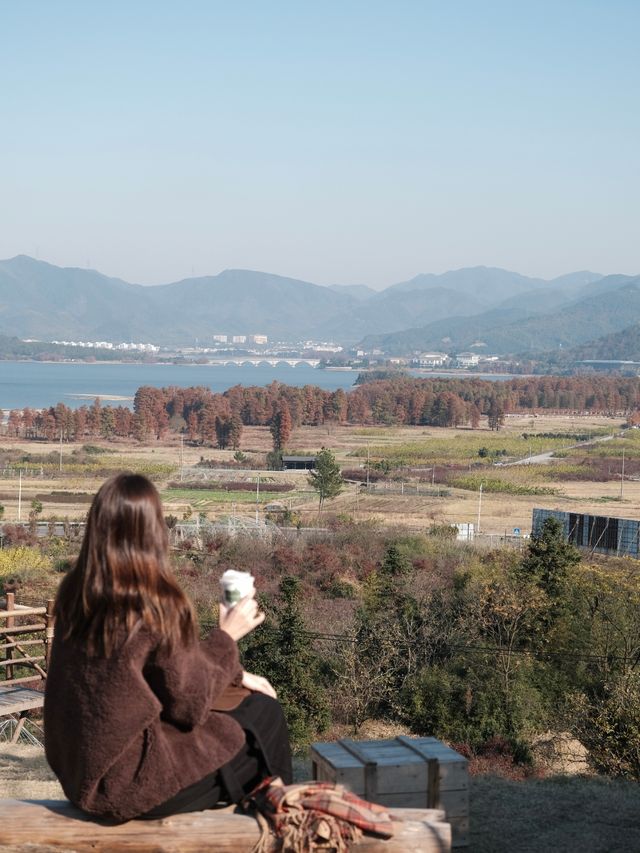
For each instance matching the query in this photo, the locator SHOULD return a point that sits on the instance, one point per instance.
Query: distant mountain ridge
(42, 301)
(521, 326)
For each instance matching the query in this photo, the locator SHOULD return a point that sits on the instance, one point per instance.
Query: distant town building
(109, 345)
(296, 463)
(467, 359)
(431, 359)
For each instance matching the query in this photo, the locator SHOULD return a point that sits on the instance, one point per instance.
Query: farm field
(420, 476)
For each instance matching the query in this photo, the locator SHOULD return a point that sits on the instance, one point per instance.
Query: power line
(473, 648)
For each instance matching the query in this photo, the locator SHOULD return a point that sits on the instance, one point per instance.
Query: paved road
(545, 458)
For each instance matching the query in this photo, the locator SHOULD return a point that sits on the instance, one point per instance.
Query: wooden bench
(35, 625)
(50, 825)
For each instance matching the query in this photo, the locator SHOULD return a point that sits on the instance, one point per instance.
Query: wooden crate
(402, 772)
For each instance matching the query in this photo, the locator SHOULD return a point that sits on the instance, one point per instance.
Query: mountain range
(481, 308)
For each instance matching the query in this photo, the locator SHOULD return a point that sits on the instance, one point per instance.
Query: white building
(467, 359)
(431, 359)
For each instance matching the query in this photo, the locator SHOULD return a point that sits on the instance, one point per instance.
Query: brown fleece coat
(124, 734)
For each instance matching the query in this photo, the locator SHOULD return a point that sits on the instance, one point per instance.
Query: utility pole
(368, 449)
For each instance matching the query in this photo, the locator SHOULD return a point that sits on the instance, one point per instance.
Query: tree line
(218, 418)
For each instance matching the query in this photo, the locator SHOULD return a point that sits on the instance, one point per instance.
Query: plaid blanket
(313, 816)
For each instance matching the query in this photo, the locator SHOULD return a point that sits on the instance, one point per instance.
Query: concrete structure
(431, 359)
(298, 463)
(467, 359)
(598, 533)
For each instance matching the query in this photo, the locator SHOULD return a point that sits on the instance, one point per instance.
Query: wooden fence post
(10, 622)
(48, 632)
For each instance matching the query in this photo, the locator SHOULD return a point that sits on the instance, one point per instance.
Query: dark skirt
(265, 753)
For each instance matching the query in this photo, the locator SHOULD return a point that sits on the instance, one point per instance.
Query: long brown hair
(122, 576)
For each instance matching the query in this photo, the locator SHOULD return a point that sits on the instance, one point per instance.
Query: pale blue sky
(339, 142)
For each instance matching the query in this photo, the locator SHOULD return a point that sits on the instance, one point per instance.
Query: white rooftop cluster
(109, 345)
(240, 339)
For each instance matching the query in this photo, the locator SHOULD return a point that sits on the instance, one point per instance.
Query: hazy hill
(43, 301)
(40, 300)
(486, 284)
(519, 326)
(618, 345)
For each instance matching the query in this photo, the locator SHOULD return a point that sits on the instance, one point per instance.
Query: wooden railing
(18, 652)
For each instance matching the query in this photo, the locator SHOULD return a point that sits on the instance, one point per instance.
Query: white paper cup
(235, 586)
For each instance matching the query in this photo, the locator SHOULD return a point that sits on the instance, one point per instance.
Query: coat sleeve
(189, 679)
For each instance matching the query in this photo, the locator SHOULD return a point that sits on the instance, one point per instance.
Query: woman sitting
(131, 726)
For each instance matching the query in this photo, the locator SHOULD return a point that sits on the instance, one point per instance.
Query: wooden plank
(56, 825)
(22, 611)
(13, 700)
(13, 644)
(369, 766)
(351, 776)
(22, 629)
(27, 678)
(453, 771)
(25, 661)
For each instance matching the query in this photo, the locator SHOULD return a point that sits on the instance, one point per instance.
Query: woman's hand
(240, 620)
(258, 684)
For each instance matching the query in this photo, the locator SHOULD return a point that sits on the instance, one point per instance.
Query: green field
(204, 497)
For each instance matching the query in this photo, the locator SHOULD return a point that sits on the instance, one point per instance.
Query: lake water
(40, 384)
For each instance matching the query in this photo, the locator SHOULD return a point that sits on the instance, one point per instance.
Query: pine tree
(326, 478)
(281, 426)
(282, 653)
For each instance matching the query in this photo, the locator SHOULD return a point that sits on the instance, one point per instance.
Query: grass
(472, 482)
(462, 447)
(202, 497)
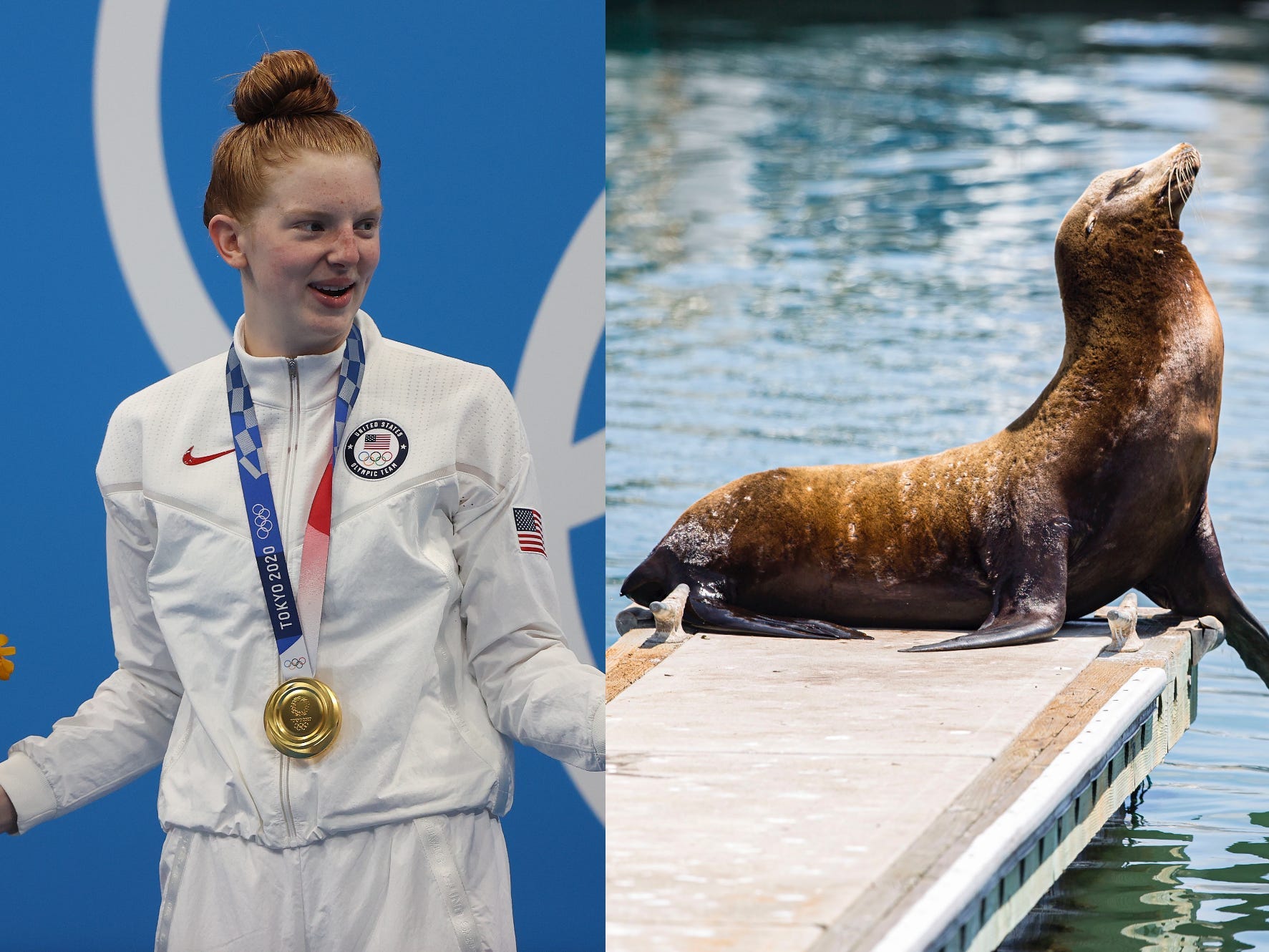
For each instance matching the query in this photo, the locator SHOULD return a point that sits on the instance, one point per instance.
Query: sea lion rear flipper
(730, 620)
(1029, 598)
(1193, 583)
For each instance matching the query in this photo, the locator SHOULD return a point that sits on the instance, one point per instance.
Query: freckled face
(308, 253)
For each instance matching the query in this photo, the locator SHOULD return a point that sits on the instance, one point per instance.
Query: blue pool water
(834, 244)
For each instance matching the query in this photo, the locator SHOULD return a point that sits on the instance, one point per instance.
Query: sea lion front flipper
(1029, 597)
(1193, 583)
(729, 620)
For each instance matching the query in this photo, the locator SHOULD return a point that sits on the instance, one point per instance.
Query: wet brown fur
(1099, 487)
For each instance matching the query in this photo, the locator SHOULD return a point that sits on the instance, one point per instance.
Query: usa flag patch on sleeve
(528, 527)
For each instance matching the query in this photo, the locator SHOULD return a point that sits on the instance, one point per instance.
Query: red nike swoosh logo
(190, 460)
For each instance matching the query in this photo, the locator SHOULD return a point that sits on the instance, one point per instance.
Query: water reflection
(834, 244)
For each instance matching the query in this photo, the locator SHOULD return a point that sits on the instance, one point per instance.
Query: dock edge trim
(1014, 832)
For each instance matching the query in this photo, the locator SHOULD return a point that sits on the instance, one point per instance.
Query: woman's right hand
(8, 815)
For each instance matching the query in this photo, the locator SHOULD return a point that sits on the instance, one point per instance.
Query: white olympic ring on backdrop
(184, 325)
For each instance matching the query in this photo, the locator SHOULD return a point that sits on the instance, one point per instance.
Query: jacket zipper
(288, 472)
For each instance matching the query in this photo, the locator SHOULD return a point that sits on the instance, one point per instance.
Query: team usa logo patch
(376, 450)
(528, 527)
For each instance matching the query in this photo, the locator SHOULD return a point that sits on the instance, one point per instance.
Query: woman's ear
(226, 234)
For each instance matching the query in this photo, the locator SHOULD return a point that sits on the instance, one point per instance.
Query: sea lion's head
(1123, 220)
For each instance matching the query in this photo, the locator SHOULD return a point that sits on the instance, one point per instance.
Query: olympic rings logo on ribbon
(261, 515)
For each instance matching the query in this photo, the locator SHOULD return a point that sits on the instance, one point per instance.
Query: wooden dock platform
(779, 795)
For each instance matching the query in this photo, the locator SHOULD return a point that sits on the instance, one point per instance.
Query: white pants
(437, 884)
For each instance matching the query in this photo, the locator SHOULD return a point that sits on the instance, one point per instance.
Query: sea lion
(1099, 487)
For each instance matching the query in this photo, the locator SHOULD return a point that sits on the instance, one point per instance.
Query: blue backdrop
(489, 118)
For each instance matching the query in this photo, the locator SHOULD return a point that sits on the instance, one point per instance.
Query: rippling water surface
(834, 244)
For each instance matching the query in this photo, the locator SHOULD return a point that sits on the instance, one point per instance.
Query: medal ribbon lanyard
(298, 653)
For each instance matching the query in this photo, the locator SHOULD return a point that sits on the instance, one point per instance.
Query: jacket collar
(318, 375)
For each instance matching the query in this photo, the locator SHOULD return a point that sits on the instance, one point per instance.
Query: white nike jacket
(438, 630)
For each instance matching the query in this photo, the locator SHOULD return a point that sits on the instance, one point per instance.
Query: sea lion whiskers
(1099, 487)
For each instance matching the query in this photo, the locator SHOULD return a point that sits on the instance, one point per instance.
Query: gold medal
(302, 717)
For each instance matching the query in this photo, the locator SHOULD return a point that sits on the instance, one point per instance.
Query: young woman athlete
(329, 591)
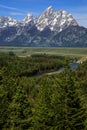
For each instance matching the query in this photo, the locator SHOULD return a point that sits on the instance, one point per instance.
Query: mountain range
(50, 29)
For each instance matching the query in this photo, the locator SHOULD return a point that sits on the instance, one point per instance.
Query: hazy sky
(19, 8)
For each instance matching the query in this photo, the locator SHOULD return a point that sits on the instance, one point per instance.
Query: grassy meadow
(27, 51)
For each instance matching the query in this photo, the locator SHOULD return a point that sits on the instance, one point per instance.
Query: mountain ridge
(50, 29)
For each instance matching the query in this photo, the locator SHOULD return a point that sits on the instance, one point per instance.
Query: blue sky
(19, 8)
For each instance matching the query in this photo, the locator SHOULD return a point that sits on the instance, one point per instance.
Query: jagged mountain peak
(55, 20)
(7, 21)
(28, 18)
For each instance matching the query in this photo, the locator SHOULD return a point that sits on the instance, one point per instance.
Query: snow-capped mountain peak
(28, 18)
(55, 20)
(7, 21)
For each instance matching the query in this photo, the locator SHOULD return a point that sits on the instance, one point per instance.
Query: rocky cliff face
(51, 28)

> [AIM]:
Count the lines in the records above that contain the word "distant". Reply with the number alone.

> [EXERCISE OUTPUT]:
2